格闘技界の体重超過問題 青木真也がズバリ「減量方法、階級制への知識を啓蒙しないと」

DEEPでプロデビューし、修斗、PRIDE、DREAMと日本の格闘技シーンの最前線で戦ってきた青木真也(40)。現在はONEを主戦場とし、MMAで58戦ものキャリアを積み重ねてきた。業界のあらゆる事情に精通した男に、格闘技界で度々話題に上がる減量についてさまざまな観点で話を聞いた。

減量について知識啓蒙を訴える青木真也【写真:山口比佐夫】
減量について知識啓蒙を訴える青木真也【写真:山口比佐夫】

減量同伴者の仕事は「体重を落とさせることではなく安全確認」

 DEEPでプロデビューし、修斗、PRIDE、DREAMと日本の格闘技シーンの最前線で戦ってきた青木真也(40)。現在はONEを主戦場とし、MMAで58戦ものキャリアを積み重ねてきた。業界のあらゆる事情に精通した男に、格闘技界で度々話題に上がる減量についてさまざまな観点で話を聞いた。(取材・文=島田将斗)

 近年、計量失敗のニュースが後を絶たない。日本最大の格闘技イベント「RIZIN」ではタイトル戦で王者が体重オーバーでベルト剥奪。今夏には21歳の若手選手が減量中の事故で帰らぬ人となった。

....................

**作業課題:**
格闘技界の減量に関する記事について、次の問いに答えなさい。
(a) 青木真也が現在主戦場としている団体はどこか。
(b) 見出しでは、減量同伴者の仕事は何だとされているか。
(c) 今夏、減量中の事故で亡くなった若手選手は何歳だったか。

コレクションから抽出したデータ

....................

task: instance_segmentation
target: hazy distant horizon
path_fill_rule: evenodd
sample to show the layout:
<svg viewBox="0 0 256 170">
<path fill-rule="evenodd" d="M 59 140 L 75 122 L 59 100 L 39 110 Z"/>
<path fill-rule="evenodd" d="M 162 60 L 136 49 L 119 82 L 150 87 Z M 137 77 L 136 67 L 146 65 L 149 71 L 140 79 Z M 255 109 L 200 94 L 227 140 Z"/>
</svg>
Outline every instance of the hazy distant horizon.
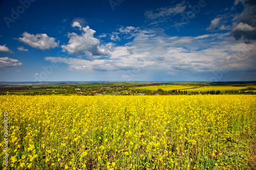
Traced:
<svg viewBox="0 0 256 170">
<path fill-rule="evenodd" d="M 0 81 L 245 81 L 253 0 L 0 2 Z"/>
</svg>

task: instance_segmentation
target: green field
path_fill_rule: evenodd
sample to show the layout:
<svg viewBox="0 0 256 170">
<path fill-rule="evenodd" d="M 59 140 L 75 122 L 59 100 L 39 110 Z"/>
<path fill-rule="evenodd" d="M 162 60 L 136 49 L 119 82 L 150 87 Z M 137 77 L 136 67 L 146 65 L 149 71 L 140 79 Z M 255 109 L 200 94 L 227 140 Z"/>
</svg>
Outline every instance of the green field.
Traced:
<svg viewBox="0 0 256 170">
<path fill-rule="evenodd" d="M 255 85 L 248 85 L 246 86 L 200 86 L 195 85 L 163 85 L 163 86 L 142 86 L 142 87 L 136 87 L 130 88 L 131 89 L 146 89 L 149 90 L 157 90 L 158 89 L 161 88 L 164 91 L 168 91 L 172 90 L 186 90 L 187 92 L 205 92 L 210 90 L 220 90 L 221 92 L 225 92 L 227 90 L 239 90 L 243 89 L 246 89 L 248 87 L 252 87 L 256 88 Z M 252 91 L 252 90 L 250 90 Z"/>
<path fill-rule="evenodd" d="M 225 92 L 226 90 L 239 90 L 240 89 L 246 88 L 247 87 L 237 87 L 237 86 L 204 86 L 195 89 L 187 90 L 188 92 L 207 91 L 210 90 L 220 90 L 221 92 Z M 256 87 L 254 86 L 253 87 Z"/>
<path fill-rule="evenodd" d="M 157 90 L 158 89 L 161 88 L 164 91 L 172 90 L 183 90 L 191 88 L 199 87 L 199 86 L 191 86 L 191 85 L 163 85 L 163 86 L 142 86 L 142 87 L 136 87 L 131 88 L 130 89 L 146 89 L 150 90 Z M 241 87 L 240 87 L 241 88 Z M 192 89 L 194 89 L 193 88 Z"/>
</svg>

....................

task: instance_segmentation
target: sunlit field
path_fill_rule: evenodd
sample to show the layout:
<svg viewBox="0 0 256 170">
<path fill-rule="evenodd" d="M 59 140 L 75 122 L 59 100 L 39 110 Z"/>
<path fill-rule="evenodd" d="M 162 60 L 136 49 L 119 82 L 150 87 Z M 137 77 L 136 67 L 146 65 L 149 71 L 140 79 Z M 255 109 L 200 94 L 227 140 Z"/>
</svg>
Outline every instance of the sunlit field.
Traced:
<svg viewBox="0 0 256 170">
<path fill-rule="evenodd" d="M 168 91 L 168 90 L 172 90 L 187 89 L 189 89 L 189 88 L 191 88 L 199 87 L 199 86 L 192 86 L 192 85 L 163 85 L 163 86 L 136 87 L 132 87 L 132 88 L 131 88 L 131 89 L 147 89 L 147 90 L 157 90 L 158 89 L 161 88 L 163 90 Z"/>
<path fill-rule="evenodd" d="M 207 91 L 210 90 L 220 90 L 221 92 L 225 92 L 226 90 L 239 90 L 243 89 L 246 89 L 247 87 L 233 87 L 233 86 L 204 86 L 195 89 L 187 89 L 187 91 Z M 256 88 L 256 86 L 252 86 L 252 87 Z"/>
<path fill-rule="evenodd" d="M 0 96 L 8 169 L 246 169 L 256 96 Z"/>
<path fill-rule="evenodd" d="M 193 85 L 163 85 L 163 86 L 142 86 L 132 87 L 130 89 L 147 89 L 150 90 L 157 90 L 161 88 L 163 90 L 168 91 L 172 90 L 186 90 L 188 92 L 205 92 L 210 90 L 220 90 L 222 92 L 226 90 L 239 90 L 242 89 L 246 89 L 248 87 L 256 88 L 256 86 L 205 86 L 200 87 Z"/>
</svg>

....................

**課題の解答:**
(a) ONE
(b) 体重を落とさせることではなく、安全確認
(c) 21歳